TEXT SHOWN>

14th Nov2023

‘When The Trash Man Knocks’ VOD Review

by Jim Morazzini

Stars: Luke Mayronne, Jo-Ann Robinson, Christopher Wesley Moore, David Moncrief, Keni Bounds, Ana-Claire Henley, Meredith Mohler, Derek Robert Hull Bond | Written and Directed by Christopher Wesley Moore

When the Trash Man Knocks is a bit of a rarity. While there are the occasional films like Derelicts and Amityville Thanksgiving, there really aren’t that many films set on the busiest time for travel and family gatherings in the US. Writer/director/star Christopher Wesley Moore (A Stranger Among the Living, Children of Sin) hopes to use it to leave his mark on the holiday horror calendar with a mix of psychological horror and bloody slasher stylings.

In 1993 young Crispin Callaway (Luke Mayronne; Triggered) hacked up his father and the student he was having an affair with and stuffed their remains into trash bags. Ten years later, just before he was transferred to a maximum security facility, he escaped. He left a dozen dead bodies in his wake and then seemingly vanished. But, like an urban myth, they still say if you hear three knocks on your door, don’t answer it.

Caroline (Jo-Ann Robinson; Scalps, We Have A Ghost) lost her husband and oldest son in that rampage, something she and her other son Justin (Christopher Wesley Moore) have never recovered from. She’s an agoraphobic who hasn’t left the house in years and stashes knives around the house, just in case. He’s a barely functional alcoholic who is hiding an affair with Leo (David Moncrief; Impact Earth, Blessed are the Children), whom he works with at a local restaurant.

This is all done skillfully and never feels like padding or exposition, and Caroline and Justin feel like real people who have been left broken by the effects of violence. Unfortunately, a subplot concerning Caroline’s friend Marita (Keni Bounds; Blessed are the Children, Triggered) whose daughter Hope (Ana-Claire Henley; Vlog 1225, Blue Girl) and a friend are coming to visit for the holiday isn’t handled as well.

The two girls really come across as extremely unlikely friends, even by genre film standards. Hope is in the mould of Carpenter’s iconic final girl Laurie Strode, while her friend Paige (Meredith Mohler; Queen Dracula, Molly Nettle) boasts about getting her married boyfriend to leave his family alone for Thanksgiving to be with her. Add in a friend of that friend who we see waking up with a guy whose name she doesn’t know and who coincidentally lives in the killer’s old home, and it feels like an excuse to pad When The Trash Man Knocks’ kill count with some nearly random victims.

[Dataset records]
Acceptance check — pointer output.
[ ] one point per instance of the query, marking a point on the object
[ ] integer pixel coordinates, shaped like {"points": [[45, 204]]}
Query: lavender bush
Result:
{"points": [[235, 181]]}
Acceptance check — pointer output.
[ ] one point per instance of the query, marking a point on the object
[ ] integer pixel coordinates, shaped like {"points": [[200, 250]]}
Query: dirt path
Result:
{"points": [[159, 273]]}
==
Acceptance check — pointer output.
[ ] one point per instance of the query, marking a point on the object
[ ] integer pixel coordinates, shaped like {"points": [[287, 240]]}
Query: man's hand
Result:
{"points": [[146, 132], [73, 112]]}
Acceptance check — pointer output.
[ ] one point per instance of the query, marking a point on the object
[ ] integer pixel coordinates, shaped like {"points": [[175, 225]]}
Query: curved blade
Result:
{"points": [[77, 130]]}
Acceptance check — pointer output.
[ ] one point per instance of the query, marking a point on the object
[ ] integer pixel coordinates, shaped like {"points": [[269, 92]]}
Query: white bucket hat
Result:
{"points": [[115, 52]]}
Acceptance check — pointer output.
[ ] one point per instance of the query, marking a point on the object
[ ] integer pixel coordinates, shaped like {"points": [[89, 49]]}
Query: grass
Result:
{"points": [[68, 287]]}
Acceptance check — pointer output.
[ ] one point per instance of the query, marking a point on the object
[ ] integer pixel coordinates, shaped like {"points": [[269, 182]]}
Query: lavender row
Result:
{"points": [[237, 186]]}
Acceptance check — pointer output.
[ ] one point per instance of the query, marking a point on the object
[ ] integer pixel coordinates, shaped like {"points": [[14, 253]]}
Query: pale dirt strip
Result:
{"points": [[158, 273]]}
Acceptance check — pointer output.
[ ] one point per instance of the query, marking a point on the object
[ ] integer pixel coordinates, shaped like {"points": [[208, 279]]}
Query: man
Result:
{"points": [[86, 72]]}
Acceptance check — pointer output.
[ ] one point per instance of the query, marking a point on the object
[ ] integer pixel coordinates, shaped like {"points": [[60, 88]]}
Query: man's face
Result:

TASK>
Extend the review of When the Trash Man Knocks past its last paragraph. The listing has nothing to do with what is asked here.

EXERCISE RESPONSE>
Thankfully once The Trash Man (Derek Robert Hull Bond; Broad Daylight, The 12 Sacred Moons) makes his inevitable return that does pay off as, no surprise, those two are his first victims with one of them meeting their fate in a scene that pays an impressive homage not just to Halloween but to Argento’s Tenebrae as well. But, When The Trash Man Knocks would still have been better off if the characters in this subplot had been a bit better fleshed out and connected to the main story.

When it comes to the effects that go with its deaths, they’re simple but effective. When The Trash Man Knocks was shot for $20,000, which means there wasn’t the budget for elaborate effects. And while a part of me would have liked for the film to have been a bit more gruesome, that would have distracted from the story and the ideas Moore was trying to get across.

Moore’s previous films have dealt with traumatic and controversial issues such as abortion, school shootings, and conversion therapy, but with When The Trash Man Knocks he turns his attention to more personal trauma as characters must confront the ghosts of their past. That includes the acid-tongued and vaguely seen ghost, or memory, of Caroline’s mother and The Trash Man, who is in effect the deadliest of those ghosts.

All of this boils down to a final few minutes that does not play out at all like I was expecting as characters make unexpected exits, and it becomes impossible to guess who will die next and who, if anyone, will be left standing at the end. And in its final images, When The Trash Man Knocks is both beautiful and chilling.

**** 4/5

CWM Entertainment released When The Trash Man Knocks to Digital Platforms on November 10th.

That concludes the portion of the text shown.